_JOB:_
Could you reproduce, word for word, the part of the adapter-efficiency passage below that begins at the words "The linear module" and stops after "small and compatible."?

___ PASSAGE SHOWN ___

But there is a problem with this approach. Can you spot it? It’s about the relative sizes of the module to be adapted and the adapter. If you look at the illustration below, you see the GPU memory. For efficiency we size our model so that it can fit as tightly as possible into the available GPU memory. This is particularly easy with the Transformer architecture due to each layer being of the same width, and even the down projected heads add up to the full width again. Hence we can pick a batch-size based on the uniform width of the Transformer’s components.

But if we now inject very small adapters after larger linear layers, we have a problem. Our memory use becomes inefficient as can be seen in the illustration below.

The batch-size fits the width of the Linear layer, but now we have a much smaller adapter. Therefore most of the GPU has to wait for the small adapter to be executed. This lowers the GPU utilization. And it’s worse than it looks in the illustration, keeping in mind that the area of the adapter in the diagram is supposed to be around 1%, while in the illustration it looks closer to 20%.

One way to deal with this is to parallelize the adaptation and just connect them with an addition, allowing both paths to contribute to the output. This way we don’t have a memory bottleneck anymore and can execute both the original linear module and the adapter in parallel, avoiding the gaps we saw before.

But even the execution in parallel is an additional burden compared to having no adapter at all. This is true for training, but would even be true for inference. That’s not ideal. Also, how big should such an adapter be?

We will deal with the inefficiency during inference in the third article. Sneak peek: It’s going to be fine – we will merge the module’s weights with the product of the low rank matrices. Back to this article – let’s tackle the adapter size.

Low Ranking Matrices As Adapters

Let’s zoom in.

Below, you see the original linear module in grey on the left and the adapter in orange on the right. To make them compatible, the inputs and outputs must match, so that we can call them in parallel with the same input and then add up the outputs, similar to using a residual connection. Hence the input and output dimensions on both sides must match.

The linear module and the adapter translate to two matrices. And given their matching dimensions, mechanically, we have compatibility now. But as the adapter is as big as the the module we are adapting, we did not become more efficient. We need to have an adapter, that is small and compatible.

The product of two low rank matrices fits our requirements:

Adapter is decomposed into two much lower rank matrices

The large matrix is decomposed in two low rank matrices. But the matrices themselves are much smaller, d_in x r and r x d_out, especially as r is much smaller as d_in and d_out. We typically look at numbers like 1, 2, 4, 16 for r, while d_in and d_out are like 768, 1024, 3072, 4096.

___ EXTRACTED RECORDS ___

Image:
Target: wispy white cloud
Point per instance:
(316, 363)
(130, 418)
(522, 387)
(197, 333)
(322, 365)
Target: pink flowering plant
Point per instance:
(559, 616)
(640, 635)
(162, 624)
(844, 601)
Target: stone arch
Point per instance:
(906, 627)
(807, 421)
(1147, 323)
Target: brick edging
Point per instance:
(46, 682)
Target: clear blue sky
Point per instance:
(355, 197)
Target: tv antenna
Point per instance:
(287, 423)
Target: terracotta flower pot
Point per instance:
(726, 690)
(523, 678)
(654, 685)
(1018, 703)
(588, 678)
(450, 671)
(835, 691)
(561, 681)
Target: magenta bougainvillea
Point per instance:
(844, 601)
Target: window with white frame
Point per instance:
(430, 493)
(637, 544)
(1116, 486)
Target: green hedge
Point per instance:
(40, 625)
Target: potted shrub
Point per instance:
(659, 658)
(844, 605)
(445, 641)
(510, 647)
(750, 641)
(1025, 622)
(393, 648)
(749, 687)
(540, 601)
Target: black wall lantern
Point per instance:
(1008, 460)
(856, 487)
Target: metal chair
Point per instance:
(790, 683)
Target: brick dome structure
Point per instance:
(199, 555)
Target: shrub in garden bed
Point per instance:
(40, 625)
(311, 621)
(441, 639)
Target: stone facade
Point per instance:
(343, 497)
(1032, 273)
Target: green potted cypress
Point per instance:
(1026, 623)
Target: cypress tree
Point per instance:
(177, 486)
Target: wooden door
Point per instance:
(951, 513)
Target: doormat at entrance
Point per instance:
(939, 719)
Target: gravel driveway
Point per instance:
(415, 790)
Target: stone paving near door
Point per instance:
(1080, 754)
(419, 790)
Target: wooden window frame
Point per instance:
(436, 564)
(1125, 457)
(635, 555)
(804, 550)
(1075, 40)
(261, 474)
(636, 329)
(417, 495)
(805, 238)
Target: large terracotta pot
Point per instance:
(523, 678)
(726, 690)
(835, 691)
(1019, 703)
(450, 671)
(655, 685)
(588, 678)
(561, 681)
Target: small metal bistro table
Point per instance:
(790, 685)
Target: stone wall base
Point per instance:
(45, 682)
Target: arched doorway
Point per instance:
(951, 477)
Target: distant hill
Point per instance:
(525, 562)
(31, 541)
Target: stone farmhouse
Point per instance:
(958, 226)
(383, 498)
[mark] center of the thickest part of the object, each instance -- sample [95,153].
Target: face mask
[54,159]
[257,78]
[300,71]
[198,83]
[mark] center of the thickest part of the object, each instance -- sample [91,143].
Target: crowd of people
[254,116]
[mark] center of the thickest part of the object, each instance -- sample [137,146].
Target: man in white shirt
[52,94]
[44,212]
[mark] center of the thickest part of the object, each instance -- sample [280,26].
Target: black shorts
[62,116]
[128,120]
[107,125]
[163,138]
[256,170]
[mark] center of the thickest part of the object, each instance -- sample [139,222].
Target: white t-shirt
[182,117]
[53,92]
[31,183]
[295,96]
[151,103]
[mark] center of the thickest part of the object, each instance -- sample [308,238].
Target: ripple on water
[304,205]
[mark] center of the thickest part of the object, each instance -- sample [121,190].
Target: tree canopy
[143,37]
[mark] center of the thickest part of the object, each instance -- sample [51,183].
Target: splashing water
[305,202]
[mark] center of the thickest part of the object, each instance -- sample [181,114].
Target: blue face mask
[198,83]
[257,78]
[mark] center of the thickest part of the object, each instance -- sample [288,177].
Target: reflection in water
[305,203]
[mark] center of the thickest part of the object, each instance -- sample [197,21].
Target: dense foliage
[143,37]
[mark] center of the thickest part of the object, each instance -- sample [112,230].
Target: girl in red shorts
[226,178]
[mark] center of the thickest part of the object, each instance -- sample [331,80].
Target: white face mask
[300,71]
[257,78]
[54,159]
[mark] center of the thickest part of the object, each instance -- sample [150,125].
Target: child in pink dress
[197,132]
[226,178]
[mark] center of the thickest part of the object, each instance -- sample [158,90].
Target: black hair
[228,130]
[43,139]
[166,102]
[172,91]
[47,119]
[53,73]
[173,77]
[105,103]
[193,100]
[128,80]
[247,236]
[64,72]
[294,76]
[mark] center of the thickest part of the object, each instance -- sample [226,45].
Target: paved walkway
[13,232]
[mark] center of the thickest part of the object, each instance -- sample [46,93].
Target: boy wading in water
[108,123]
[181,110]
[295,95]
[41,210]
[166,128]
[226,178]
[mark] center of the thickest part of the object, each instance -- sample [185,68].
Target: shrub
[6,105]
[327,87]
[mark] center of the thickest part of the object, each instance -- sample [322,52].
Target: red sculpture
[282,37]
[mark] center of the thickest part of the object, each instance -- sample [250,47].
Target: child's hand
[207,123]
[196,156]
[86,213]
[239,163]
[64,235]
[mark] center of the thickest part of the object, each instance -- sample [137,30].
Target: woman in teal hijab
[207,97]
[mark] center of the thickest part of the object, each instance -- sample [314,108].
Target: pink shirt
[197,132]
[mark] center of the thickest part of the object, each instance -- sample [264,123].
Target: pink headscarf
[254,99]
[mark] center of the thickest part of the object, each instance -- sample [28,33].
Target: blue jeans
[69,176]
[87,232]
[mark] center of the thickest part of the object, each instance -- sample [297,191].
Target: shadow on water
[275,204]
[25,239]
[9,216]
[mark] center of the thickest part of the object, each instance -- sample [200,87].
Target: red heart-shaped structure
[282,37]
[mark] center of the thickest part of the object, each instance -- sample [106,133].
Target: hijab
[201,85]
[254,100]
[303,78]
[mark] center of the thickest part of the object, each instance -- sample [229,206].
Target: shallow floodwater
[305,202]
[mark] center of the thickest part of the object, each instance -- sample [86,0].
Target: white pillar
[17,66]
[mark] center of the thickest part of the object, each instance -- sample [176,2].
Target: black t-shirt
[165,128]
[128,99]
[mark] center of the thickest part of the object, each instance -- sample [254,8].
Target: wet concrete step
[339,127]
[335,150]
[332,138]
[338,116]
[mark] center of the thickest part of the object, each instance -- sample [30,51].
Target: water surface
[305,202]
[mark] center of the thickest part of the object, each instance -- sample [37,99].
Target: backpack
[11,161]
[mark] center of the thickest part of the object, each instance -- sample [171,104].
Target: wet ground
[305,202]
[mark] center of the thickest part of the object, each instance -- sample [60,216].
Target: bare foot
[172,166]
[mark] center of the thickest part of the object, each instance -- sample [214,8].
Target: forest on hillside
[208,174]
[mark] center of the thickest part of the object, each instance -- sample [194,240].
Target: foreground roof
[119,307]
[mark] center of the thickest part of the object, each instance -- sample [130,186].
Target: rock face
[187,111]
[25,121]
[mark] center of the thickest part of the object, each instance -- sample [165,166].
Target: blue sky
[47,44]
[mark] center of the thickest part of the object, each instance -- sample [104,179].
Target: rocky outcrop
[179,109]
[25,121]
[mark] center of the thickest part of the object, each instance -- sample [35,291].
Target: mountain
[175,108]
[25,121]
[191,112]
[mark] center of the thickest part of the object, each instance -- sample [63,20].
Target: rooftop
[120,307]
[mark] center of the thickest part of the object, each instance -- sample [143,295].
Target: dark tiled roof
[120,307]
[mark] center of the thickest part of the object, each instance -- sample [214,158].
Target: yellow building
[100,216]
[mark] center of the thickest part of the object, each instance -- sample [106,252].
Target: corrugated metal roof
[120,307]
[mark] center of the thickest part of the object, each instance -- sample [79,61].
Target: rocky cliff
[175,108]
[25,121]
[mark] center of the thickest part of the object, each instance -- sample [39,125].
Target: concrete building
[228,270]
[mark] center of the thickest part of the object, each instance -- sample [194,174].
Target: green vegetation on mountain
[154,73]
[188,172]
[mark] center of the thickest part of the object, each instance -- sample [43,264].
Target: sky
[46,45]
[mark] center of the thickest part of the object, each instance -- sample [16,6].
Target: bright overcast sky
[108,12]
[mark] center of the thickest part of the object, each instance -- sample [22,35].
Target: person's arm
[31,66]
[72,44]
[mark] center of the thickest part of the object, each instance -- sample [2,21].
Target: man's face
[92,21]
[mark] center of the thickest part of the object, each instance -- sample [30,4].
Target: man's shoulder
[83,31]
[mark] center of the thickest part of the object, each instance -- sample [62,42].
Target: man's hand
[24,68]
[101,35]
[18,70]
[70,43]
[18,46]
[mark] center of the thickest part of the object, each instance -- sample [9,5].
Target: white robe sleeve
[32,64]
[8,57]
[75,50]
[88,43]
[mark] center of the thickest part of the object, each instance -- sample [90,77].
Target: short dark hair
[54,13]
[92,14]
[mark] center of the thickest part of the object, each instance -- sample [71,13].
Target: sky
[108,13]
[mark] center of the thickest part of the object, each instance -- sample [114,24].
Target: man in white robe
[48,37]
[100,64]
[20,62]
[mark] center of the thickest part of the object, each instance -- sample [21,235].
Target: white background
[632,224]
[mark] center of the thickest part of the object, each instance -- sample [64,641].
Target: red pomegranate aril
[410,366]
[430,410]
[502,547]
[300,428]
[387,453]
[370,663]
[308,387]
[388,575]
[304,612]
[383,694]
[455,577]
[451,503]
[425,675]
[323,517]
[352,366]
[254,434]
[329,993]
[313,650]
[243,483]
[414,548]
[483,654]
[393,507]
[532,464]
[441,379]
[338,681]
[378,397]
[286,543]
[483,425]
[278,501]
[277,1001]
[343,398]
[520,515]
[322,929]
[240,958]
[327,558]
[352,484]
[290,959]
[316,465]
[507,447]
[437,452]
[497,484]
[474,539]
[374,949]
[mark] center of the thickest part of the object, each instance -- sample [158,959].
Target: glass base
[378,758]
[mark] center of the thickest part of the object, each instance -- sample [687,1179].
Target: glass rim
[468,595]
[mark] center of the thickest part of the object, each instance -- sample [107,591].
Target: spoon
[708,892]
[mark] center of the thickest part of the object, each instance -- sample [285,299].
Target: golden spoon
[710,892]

___

_REPLY:_
The linear module and the adapter translate to two matrices. And given their matching dimensions, mechanically, we have compatibility now. But as the adapter is as big as the the module we are adapting, we did not become more efficient. We need to have an adapter, that is small and compatible.